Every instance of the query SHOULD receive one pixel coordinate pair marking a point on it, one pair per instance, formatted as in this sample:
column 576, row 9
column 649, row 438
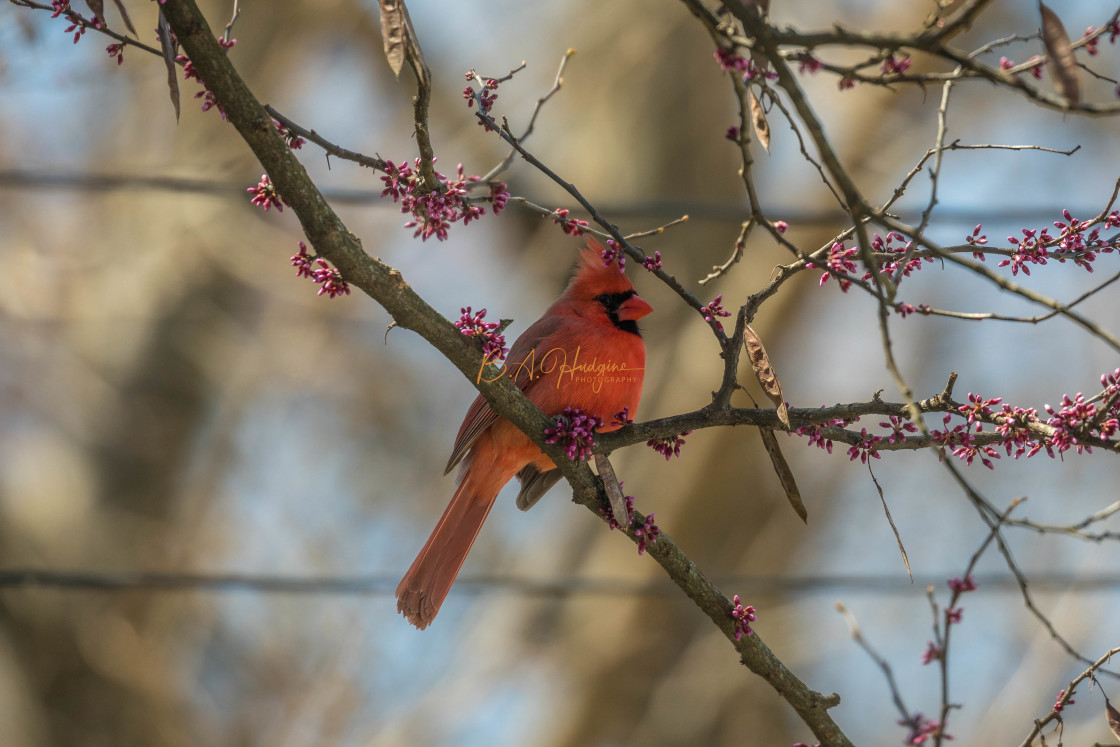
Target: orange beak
column 633, row 308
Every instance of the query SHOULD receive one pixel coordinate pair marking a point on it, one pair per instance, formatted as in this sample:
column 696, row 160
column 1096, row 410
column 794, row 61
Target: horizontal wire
column 381, row 585
column 20, row 179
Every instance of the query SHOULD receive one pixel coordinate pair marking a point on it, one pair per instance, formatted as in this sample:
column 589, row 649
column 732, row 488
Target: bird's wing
column 519, row 363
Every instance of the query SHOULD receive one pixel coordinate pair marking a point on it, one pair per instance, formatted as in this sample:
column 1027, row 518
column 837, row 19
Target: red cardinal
column 586, row 353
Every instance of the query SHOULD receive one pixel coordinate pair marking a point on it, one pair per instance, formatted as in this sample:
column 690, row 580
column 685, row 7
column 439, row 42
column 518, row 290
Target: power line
column 659, row 208
column 382, row 585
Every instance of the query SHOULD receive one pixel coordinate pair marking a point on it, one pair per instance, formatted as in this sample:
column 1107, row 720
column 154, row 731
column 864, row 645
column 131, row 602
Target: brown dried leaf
column 170, row 48
column 1063, row 62
column 124, row 15
column 765, row 373
column 758, row 119
column 395, row 33
column 890, row 521
column 784, row 474
column 614, row 491
column 1113, row 716
column 761, row 6
column 98, row 8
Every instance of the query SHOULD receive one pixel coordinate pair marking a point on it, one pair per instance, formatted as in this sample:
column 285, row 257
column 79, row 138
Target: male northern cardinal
column 586, row 353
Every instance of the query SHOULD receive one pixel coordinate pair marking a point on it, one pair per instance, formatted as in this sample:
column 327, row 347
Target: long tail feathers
column 422, row 590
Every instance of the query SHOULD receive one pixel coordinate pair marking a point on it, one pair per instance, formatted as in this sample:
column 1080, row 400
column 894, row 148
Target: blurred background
column 174, row 399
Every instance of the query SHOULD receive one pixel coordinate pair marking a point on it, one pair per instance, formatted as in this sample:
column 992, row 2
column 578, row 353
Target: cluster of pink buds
column 669, row 447
column 613, row 254
column 575, row 431
column 570, row 226
column 484, row 97
column 714, row 309
column 434, row 211
column 266, row 195
column 743, row 617
column 319, row 271
column 474, row 325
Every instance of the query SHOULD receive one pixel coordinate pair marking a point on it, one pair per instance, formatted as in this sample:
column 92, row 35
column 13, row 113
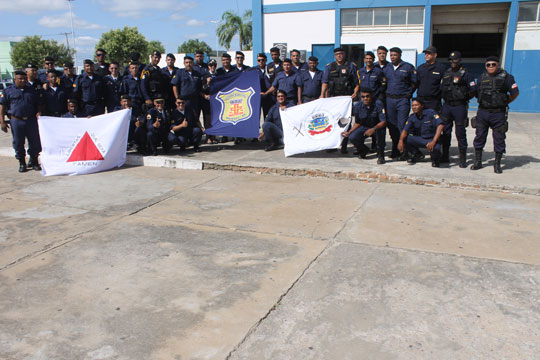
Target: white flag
column 76, row 146
column 316, row 125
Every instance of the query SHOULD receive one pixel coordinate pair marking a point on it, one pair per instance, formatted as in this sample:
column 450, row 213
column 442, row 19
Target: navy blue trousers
column 25, row 129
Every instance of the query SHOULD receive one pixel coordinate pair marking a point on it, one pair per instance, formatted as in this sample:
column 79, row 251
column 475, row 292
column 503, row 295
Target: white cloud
column 194, row 22
column 196, row 36
column 137, row 8
column 64, row 21
column 32, row 6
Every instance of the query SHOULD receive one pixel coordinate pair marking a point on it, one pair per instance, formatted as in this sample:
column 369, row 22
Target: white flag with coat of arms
column 316, row 125
column 76, row 146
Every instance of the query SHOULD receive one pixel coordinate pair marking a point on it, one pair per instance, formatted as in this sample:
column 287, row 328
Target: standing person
column 226, row 67
column 496, row 89
column 276, row 66
column 311, row 82
column 68, row 79
column 185, row 128
column 369, row 120
column 421, row 130
column 340, row 78
column 23, row 104
column 401, row 84
column 287, row 81
column 55, row 96
column 272, row 129
column 297, row 64
column 429, row 76
column 113, row 84
column 458, row 87
column 101, row 67
column 153, row 81
column 89, row 89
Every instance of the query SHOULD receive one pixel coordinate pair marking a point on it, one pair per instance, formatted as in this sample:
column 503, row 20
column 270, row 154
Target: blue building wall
column 518, row 62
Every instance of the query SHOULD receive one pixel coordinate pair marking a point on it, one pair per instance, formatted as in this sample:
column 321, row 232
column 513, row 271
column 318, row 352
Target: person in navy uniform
column 401, row 84
column 68, row 79
column 158, row 121
column 200, row 65
column 272, row 128
column 48, row 64
column 185, row 128
column 311, row 82
column 297, row 65
column 276, row 66
column 73, row 110
column 496, row 89
column 89, row 89
column 55, row 96
column 369, row 120
column 340, row 78
column 32, row 77
column 428, row 80
column 288, row 81
column 422, row 129
column 170, row 71
column 101, row 67
column 23, row 103
column 113, row 84
column 153, row 81
column 458, row 87
column 131, row 86
column 187, row 84
column 240, row 62
column 226, row 67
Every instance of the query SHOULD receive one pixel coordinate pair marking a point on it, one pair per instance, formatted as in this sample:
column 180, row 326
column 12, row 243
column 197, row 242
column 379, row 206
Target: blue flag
column 235, row 102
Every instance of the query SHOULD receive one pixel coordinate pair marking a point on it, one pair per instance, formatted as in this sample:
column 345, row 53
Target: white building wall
column 299, row 29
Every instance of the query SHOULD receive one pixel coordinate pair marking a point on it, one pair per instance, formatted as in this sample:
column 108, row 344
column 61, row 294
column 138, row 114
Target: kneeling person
column 272, row 129
column 370, row 119
column 185, row 129
column 422, row 130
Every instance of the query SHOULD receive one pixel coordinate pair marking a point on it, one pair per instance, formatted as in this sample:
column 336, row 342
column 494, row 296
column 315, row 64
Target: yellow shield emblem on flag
column 235, row 105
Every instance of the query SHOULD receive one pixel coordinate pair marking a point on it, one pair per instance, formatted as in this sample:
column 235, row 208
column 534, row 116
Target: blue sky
column 170, row 21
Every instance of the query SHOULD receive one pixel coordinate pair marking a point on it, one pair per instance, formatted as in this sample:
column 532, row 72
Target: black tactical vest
column 491, row 93
column 340, row 79
column 454, row 86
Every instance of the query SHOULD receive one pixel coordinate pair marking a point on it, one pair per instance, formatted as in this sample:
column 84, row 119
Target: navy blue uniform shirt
column 22, row 103
column 429, row 77
column 401, row 80
column 369, row 115
column 424, row 126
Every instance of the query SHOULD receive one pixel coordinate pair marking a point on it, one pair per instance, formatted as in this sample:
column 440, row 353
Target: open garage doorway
column 477, row 31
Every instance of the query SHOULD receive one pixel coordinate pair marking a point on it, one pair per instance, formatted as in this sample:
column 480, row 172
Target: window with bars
column 398, row 16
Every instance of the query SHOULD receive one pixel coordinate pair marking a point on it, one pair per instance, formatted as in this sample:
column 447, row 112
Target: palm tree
column 234, row 24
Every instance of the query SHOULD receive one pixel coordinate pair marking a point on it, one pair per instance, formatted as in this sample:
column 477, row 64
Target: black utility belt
column 397, row 96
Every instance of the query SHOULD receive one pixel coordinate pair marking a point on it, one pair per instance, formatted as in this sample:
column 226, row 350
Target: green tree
column 191, row 46
column 235, row 24
column 120, row 43
column 32, row 49
column 155, row 45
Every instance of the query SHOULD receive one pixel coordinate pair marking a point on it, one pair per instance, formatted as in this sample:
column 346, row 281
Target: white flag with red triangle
column 76, row 146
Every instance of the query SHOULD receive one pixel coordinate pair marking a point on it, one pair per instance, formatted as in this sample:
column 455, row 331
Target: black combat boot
column 497, row 167
column 34, row 163
column 462, row 158
column 22, row 165
column 380, row 157
column 477, row 159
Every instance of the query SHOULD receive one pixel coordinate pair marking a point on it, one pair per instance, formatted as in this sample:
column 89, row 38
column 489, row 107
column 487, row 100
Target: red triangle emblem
column 85, row 150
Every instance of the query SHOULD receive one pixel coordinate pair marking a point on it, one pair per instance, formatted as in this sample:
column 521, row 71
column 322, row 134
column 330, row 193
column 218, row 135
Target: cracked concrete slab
column 140, row 288
column 365, row 302
column 472, row 223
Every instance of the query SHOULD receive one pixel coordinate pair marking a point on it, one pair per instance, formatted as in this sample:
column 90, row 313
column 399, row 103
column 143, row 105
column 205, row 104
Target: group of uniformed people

* _Goal of the exercise_:
Reproduce exactly the lines of the records above from the one with "column 864, row 645" to the one with "column 79, row 138", both included, and leave out everything else.

* _Exercise result_:
column 864, row 645
column 131, row 602
Target: brown dried leaf
column 170, row 48
column 1063, row 62
column 124, row 15
column 765, row 373
column 758, row 119
column 395, row 33
column 890, row 521
column 784, row 474
column 614, row 491
column 1113, row 716
column 761, row 6
column 98, row 8
Every instance of the query SHOULD receive one pixel coordinate pair marking a point on it, one pair per instance, formatted as in this sample:
column 285, row 257
column 79, row 138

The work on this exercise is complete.